De aanleiding was ook minder fijn: een doodzieke vader en een overprikkeld brein, dat tijdens de corona-lockdowns in Amsterdam niet echt tot rust kwam. Het was een goed moment om terug te keren naar zijn familie, terug ook naar zijn wortels en de ruimte van Westerwolde. Die ruimte en rust die Mulder weer in zijn hoofd kreeg hoor je terug op de plaat. Soms letterlijk door het weidse geluid, de spaarzame instrumentatie en geen bekkens die alles overstemmen.

Het is een louterende terugkeer, waarin Mulder zingt over de plek waar zijn vader opgroeide en hij ontwaakt: “It’s a dream in a dream.” Na de (corona)hectiek van Amsterdam is het zo slecht nog niet om weer wakker te worden en jezelf weer te hervinden in het tranendal: “I want to stay here forever.” Het is ook een organische plaat met soms een wat donkere maar toch vertrouwde ondertoon.

Af en toe krijg ik een Neil Young-vibe, in zijn nog weidser geboorteland Canada, maar ook waan ik me even aan de westcoast. En Remember when you were young is een Velvet Underground-achtige song met krassende violen en duistere stadse sound. Er zijn soundscapes, geluidsfragmenten. En in het roerende Cold Country horen we plots een vrouwenstem.

De liedjes verschillen sterk van elkaar, maar lopen vloeiend in elkaar over. Hoewel elk lied de kwaliteit heeft die we van Alamo Race Track gewend zijn en prima afzonderlijk is te beluisteren, kun je deze plaat toch het beste integraal consumeren.

Een belangrijke rol is schijnbaar weggelegd voor gitarist en mede-componist Robin Berlijn, die dan ook prominent op de promofoto’s prijkt. De eeuwig jong ogende veteraan die al in de jaren tachtig bij Fatal Flowers begon, maar op wie de tijd geen vat lijkt te hebben. Met fraaie accenten zoals in het (ultieme bandlied) Fight illustreert hij de glorieuze terugkeer van het vernieuwde Alamo Race Track.

We mogen wel spreken van een heuse double bill, want Awkward i trapt deze avond af. Pseudoniem van Djurre de Haan, ook al behept met Groningse wortels en wat mij betreft een van ’s lands beste songwriters. Djurre speelde ooit nog een tijdje mee bij Alamo Race Track, maar creëert alweer vele jaren zijn eigen muzikale universum. Met succes: hij is inmiddels een gewild theater-, tv- en filmcomponist. Luister ook zijn laatste plaat Monsters en Freaks - Indiepop voor beginners (2021), dat zo fraai is vormgegeven door ‘onze’ Willem Kolvoort.

En om de zoveel jaar brengt hij een plaat uit onder de naam Awkward i. Volgend jaar is het weer zover. Ongetwijfeld bulkt die weer - net als zijn drie eerdere platen – van de prachtig gearrangeerde popparels en ijzersterke teksten. En ongetwijfeld gaat hij veel van deze knisperend nieuwe liedjes spelen. Wat ik maar wil zeggen: kom vanavond op tijd.

(Items uit de dataset)

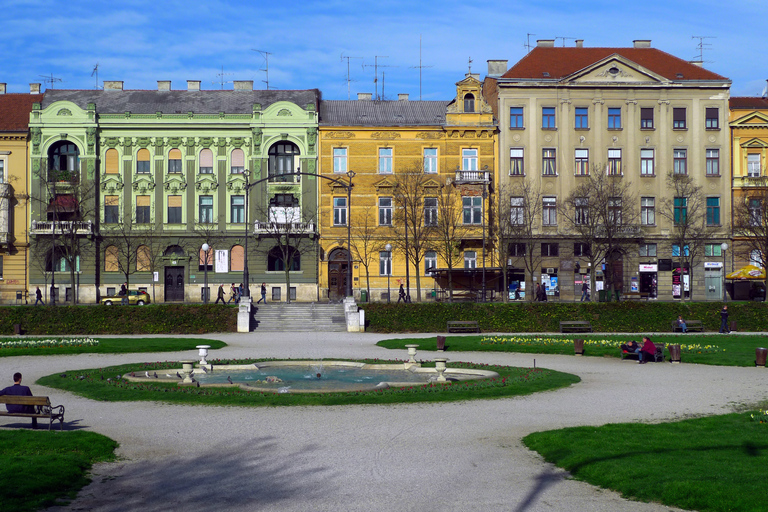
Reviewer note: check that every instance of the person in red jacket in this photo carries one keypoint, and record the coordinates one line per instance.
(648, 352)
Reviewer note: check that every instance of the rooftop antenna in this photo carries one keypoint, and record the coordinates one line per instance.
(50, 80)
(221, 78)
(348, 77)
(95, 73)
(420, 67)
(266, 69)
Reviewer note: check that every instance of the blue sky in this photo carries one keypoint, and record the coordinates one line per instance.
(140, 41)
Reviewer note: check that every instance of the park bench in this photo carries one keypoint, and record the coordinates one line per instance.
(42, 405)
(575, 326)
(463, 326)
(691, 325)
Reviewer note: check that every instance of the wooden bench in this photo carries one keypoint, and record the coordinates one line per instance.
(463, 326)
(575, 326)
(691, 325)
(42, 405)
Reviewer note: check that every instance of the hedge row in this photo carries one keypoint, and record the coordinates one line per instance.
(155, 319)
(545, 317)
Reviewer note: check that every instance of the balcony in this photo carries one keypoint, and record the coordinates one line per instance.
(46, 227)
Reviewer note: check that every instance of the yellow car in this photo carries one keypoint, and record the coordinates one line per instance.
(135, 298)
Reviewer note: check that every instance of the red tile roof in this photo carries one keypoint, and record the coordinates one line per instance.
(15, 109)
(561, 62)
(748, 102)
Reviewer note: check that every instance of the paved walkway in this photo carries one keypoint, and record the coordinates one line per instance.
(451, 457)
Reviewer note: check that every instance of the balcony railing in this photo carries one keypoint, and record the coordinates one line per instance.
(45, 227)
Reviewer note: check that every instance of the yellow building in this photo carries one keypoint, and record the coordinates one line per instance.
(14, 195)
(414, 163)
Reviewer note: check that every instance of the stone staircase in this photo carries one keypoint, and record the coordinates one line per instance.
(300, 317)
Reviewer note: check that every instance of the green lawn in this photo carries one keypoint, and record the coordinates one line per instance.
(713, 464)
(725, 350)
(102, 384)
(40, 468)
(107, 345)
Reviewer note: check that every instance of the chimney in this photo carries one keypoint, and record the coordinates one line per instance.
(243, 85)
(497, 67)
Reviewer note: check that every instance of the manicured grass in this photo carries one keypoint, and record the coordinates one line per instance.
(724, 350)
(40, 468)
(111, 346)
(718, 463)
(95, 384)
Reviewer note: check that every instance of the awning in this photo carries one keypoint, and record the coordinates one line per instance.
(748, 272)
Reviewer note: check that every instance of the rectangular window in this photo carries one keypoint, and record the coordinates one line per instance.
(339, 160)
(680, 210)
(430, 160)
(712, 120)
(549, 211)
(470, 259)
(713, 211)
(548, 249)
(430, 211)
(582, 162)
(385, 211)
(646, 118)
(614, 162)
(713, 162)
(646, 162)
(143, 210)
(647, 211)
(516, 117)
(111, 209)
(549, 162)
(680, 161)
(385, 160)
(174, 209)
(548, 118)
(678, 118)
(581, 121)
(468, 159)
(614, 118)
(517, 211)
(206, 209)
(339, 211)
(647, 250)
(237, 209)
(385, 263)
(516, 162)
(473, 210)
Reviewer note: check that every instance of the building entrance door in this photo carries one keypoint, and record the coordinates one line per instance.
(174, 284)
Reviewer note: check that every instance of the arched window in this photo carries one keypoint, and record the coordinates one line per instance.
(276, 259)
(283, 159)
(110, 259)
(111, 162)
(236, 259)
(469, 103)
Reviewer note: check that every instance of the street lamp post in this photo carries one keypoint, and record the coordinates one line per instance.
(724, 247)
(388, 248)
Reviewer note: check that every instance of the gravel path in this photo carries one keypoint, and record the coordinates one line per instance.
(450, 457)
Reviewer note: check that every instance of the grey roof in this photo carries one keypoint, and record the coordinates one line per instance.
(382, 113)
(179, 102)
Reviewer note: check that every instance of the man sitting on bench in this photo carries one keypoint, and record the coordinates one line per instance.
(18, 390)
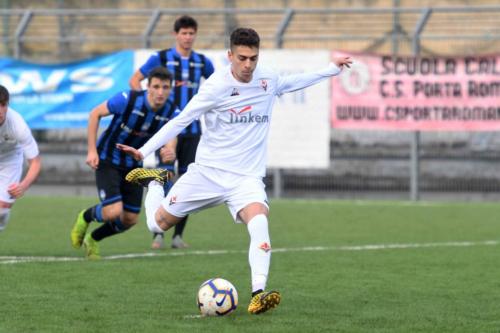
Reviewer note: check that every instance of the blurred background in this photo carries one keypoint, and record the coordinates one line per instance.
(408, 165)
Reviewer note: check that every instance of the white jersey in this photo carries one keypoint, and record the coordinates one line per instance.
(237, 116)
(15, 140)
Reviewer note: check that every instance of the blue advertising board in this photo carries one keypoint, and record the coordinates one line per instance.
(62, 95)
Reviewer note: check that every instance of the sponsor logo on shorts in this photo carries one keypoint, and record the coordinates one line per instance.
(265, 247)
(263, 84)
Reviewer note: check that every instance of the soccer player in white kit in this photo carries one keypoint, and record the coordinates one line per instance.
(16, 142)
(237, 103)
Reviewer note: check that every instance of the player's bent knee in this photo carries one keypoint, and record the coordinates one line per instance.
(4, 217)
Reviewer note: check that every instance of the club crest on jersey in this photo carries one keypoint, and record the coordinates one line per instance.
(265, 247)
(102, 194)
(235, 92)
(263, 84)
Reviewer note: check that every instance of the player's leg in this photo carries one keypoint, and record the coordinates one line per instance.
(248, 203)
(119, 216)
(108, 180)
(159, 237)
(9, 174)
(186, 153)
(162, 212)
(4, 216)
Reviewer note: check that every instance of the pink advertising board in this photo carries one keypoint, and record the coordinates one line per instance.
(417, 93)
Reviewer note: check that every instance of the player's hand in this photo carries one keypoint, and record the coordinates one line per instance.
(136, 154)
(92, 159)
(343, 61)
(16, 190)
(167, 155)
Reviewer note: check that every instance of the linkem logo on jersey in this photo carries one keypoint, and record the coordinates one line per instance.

* * *

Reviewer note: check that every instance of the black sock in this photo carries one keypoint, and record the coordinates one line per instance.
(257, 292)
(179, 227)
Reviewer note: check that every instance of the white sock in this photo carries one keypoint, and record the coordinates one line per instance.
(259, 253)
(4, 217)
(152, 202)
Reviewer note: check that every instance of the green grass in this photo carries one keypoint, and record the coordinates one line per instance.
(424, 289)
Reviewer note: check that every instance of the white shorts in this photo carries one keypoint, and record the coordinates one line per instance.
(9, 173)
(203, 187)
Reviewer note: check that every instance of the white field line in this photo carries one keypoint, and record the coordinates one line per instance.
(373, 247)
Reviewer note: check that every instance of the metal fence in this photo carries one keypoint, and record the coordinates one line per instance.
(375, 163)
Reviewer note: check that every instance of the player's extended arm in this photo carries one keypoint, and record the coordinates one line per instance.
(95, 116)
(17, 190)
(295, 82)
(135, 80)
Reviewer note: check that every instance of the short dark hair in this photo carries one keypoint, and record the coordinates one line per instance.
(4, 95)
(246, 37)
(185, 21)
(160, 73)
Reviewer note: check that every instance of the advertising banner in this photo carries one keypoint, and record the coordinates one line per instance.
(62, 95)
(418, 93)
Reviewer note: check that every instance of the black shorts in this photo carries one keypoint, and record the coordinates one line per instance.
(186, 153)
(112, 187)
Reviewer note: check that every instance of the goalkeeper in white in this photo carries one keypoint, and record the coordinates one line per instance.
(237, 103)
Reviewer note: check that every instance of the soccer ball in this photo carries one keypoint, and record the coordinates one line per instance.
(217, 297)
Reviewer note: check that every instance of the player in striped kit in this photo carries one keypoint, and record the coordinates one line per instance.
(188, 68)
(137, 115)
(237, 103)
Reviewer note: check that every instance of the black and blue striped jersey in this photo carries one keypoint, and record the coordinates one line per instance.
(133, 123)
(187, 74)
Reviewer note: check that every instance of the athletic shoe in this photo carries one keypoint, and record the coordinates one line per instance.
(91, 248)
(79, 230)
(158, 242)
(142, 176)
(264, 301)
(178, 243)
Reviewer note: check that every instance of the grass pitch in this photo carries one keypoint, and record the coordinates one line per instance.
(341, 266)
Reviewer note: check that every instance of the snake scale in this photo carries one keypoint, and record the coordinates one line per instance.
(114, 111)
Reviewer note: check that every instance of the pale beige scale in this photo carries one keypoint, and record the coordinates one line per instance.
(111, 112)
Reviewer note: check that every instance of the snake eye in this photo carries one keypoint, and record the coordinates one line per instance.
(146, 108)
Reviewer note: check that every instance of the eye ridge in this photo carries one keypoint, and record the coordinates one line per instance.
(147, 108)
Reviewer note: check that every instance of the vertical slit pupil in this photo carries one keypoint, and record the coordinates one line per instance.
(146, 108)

▶ **De opdracht**:
Vervang in het stuk over Alamo Race Track "liedjes" door "nummers" en schrijf dat deel opnieuw uit: begin bij de woorden "De liedjes verschillen" en stop na "Alamo Race Track.".

▶ **Uitgewerkte opgave**:
De nummers verschillen sterk van elkaar, maar lopen vloeiend in elkaar over. Hoewel elk lied de kwaliteit heeft die we van Alamo Race Track gewend zijn en prima afzonderlijk is te beluisteren, kun je deze plaat toch het beste integraal consumeren.

Een belangrijke rol is schijnbaar weggelegd voor gitarist en mede-componist Robin Berlijn, die dan ook prominent op de promofoto’s prijkt. De eeuwig jong ogende veteraan die al in de jaren tachtig bij Fatal Flowers begon, maar op wie de tijd geen vat lijkt te hebben. Met fraaie accenten zoals in het (ultieme bandlied) Fight illustreert hij de glorieuze terugkeer van het vernieuwde Alamo Race Track.